TASK OBJECTIVE: Every line below should be repeated exactly.

(Labeled area outline items)
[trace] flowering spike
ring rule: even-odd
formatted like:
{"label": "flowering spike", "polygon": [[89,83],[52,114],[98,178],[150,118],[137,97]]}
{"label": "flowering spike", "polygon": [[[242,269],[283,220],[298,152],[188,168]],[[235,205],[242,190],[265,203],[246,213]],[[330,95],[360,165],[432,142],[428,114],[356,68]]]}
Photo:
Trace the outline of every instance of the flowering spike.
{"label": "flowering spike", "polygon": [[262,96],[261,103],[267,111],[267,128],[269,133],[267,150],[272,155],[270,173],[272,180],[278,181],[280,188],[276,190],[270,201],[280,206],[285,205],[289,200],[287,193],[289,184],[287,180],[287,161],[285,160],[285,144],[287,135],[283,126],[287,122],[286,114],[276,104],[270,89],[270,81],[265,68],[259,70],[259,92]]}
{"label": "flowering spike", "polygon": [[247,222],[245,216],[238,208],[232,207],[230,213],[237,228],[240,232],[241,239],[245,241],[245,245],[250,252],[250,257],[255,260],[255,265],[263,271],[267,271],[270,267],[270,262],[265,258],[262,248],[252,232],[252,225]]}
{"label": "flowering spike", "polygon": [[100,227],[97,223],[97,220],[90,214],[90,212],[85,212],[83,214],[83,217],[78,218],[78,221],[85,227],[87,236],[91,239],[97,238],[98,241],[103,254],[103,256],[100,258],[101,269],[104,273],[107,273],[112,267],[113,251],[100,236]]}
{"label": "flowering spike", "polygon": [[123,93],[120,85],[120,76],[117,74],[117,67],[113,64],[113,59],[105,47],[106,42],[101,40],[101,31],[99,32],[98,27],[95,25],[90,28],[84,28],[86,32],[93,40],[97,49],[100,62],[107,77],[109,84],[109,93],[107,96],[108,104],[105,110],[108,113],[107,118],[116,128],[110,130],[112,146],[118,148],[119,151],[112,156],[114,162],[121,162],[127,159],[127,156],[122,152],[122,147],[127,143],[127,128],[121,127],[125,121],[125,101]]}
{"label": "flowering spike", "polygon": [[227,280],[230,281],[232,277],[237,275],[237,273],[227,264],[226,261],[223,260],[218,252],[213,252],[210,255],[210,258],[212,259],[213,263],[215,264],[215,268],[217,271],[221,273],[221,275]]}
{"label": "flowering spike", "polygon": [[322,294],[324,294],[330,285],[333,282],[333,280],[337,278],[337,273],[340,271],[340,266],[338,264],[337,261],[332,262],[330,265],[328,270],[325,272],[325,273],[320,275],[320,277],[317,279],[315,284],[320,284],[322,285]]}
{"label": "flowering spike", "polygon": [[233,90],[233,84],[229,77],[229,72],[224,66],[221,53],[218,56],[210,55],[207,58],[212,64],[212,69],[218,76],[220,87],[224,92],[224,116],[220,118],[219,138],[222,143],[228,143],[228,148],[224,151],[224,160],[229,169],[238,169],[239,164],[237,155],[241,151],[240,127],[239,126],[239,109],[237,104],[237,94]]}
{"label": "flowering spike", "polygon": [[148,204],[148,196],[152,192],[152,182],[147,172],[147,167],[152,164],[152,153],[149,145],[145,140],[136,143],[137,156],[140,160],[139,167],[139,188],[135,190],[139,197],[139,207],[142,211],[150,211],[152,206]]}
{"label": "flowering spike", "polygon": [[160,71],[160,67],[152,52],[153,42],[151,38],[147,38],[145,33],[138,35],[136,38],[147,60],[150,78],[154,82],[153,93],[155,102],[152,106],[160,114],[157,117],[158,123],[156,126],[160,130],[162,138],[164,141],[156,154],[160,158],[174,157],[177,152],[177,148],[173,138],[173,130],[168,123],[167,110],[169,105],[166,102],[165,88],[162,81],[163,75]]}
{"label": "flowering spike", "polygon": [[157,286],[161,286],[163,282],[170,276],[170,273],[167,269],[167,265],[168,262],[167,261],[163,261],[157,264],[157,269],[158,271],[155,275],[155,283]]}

SOLUTION TO THE EXERCISE:
[trace] flowering spike
ring rule: even-odd
formatted like:
{"label": "flowering spike", "polygon": [[89,83],[52,114],[98,178],[150,118],[137,97]]}
{"label": "flowering spike", "polygon": [[[242,269],[283,220],[298,152],[188,168]],[[235,205],[242,190],[265,203],[246,213]],[[330,95],[360,165],[432,142],[428,114],[356,68]]]}
Photo:
Trace the outline of every instance of the flowering spike.
{"label": "flowering spike", "polygon": [[262,96],[261,103],[267,111],[267,128],[269,133],[267,150],[272,155],[270,173],[272,180],[278,181],[280,188],[276,190],[270,201],[280,206],[285,205],[289,200],[287,193],[289,184],[287,180],[287,161],[285,160],[285,144],[287,135],[283,126],[287,122],[286,114],[276,104],[270,89],[270,81],[265,68],[259,70],[259,92]]}
{"label": "flowering spike", "polygon": [[247,222],[245,216],[238,208],[232,207],[230,213],[237,228],[240,232],[241,239],[245,241],[245,245],[250,252],[250,257],[255,260],[255,265],[263,271],[267,271],[270,267],[270,262],[265,258],[262,248],[252,232],[252,225]]}
{"label": "flowering spike", "polygon": [[100,227],[97,223],[97,220],[90,214],[90,212],[85,212],[83,214],[83,217],[78,218],[78,221],[85,227],[87,236],[91,239],[97,238],[98,241],[103,254],[103,256],[100,258],[101,269],[104,273],[107,273],[112,267],[113,251],[100,236]]}
{"label": "flowering spike", "polygon": [[123,93],[120,85],[120,76],[117,74],[117,67],[113,64],[113,59],[105,47],[106,42],[101,40],[101,31],[99,32],[98,27],[95,25],[90,28],[84,28],[86,32],[93,40],[97,49],[100,62],[107,77],[109,84],[109,93],[107,96],[108,104],[105,110],[108,113],[107,118],[116,128],[110,130],[112,146],[118,148],[119,151],[112,156],[114,162],[121,162],[127,159],[127,156],[122,152],[122,147],[127,143],[127,128],[121,127],[125,121],[125,101]]}
{"label": "flowering spike", "polygon": [[227,280],[230,281],[232,277],[237,275],[237,273],[227,264],[226,261],[223,260],[218,252],[213,252],[210,255],[210,258],[212,259],[213,263],[215,264],[215,268],[217,271],[221,273],[221,275]]}
{"label": "flowering spike", "polygon": [[322,294],[324,294],[330,285],[333,282],[333,280],[337,278],[337,273],[340,271],[340,266],[338,264],[337,261],[332,262],[330,265],[328,270],[325,272],[325,273],[320,275],[320,277],[317,279],[315,284],[320,284],[322,285]]}
{"label": "flowering spike", "polygon": [[233,90],[233,84],[229,77],[229,72],[224,66],[221,53],[218,56],[210,55],[207,58],[212,64],[212,69],[218,76],[220,87],[224,92],[224,116],[220,118],[219,138],[222,143],[228,143],[228,148],[224,151],[224,160],[229,169],[238,169],[239,164],[237,155],[241,151],[240,127],[239,126],[239,109],[237,104],[237,94]]}
{"label": "flowering spike", "polygon": [[148,204],[148,196],[152,192],[152,182],[147,172],[147,167],[152,164],[152,153],[149,145],[145,140],[136,143],[137,156],[140,160],[139,167],[139,188],[135,190],[139,197],[139,207],[142,211],[150,211],[152,206]]}
{"label": "flowering spike", "polygon": [[160,71],[160,67],[152,52],[153,42],[151,38],[147,38],[145,33],[138,35],[136,38],[147,60],[150,78],[154,82],[153,93],[155,102],[152,106],[160,114],[157,117],[158,123],[156,126],[160,130],[162,138],[164,141],[156,154],[160,158],[174,157],[177,152],[177,148],[173,138],[173,130],[168,123],[167,110],[169,105],[166,102],[165,88],[162,81],[163,75]]}
{"label": "flowering spike", "polygon": [[157,286],[161,286],[163,282],[170,276],[170,273],[167,269],[167,265],[168,262],[167,261],[163,261],[157,264],[157,269],[158,271],[155,275],[155,283]]}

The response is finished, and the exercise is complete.